Challenge:
Rewrite the material below with every "set a pin on it" changed to "place a marker on it" and nothing else altered, leaving out the pictures.

Material:
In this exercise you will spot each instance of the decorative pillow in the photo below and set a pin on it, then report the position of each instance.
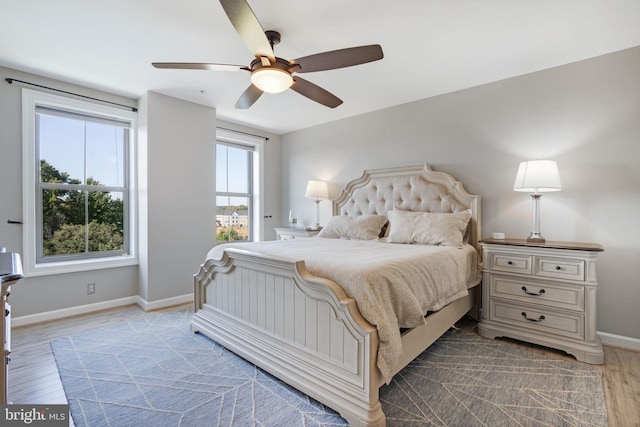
(445, 229)
(365, 227)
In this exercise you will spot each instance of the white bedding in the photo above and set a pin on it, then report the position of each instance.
(394, 285)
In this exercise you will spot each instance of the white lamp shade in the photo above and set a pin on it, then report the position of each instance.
(317, 190)
(271, 80)
(537, 176)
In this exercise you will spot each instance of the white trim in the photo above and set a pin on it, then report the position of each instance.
(48, 316)
(237, 137)
(30, 100)
(620, 341)
(163, 303)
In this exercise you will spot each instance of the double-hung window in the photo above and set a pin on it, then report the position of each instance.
(78, 183)
(238, 186)
(234, 195)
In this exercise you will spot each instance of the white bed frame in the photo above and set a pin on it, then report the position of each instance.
(304, 329)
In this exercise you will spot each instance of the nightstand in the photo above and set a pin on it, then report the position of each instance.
(543, 293)
(288, 233)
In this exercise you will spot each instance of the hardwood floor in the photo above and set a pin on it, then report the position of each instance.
(33, 375)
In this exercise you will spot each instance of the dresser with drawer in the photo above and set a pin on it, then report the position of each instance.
(543, 293)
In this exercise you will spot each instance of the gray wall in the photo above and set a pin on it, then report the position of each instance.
(585, 115)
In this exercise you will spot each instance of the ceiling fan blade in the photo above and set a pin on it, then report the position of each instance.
(249, 97)
(315, 92)
(199, 66)
(248, 27)
(339, 58)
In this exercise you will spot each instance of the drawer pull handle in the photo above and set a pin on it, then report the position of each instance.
(542, 291)
(539, 319)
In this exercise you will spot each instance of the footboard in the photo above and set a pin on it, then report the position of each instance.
(300, 328)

Reply:
In this exercise you will spot each instance of the decorative pillow in the photo below and place a marker on it, then report the position of each instance.
(445, 229)
(365, 227)
In this exercise you will spot each instance of the white bedding in the photo above and place a marker on it, then report the position of each instance.
(394, 285)
In this exercise you will spot each instance of the white lamp shade in the photo above and place a marker on it, then report the position of each instance.
(317, 190)
(271, 80)
(537, 176)
In this exercise you will spot each instance of the white trim in the photo above and place a marker on it, then report the position of each instance.
(48, 316)
(237, 137)
(30, 100)
(620, 341)
(163, 303)
In this exercise you will spot each instance of the double-hung window in the photo above and place a marker on it, then report the position of each instance.
(78, 183)
(238, 186)
(234, 195)
In this exercise you will spot each instance of the white bed frame in the photo above and place a marker on it, then report the position of each instance.
(304, 329)
In this exercise you will spot each instance of the nightstand in the photo above and place a marker on it, then report the position of each instance.
(543, 293)
(288, 233)
In this exercise you will spot each instance of the hardwood floor in the photo above and place a marker on it, then report the position of each instance.
(33, 375)
In this exercise you will spot each instance of the dresser with drawer in the photo above and place a marker on it, then report the position of each instance.
(543, 293)
In this exercise you will spot each instance of the gray wall in the photo above and place a marker on it, then report the position of each instance.
(585, 115)
In this exercise you will spot each instance of the ceiling fan blade in the photo above and place a marker on it, then report the position of each instance.
(249, 97)
(315, 92)
(199, 66)
(248, 27)
(339, 58)
In this exercise you will spot each instance of the drawer pull handle in the photo above and place a marker on it, then report the position of each instance.
(542, 291)
(539, 319)
In this exercise you will spot each instance of the footboard in the photo above and place a marker on it, then report the position of each instance.
(300, 328)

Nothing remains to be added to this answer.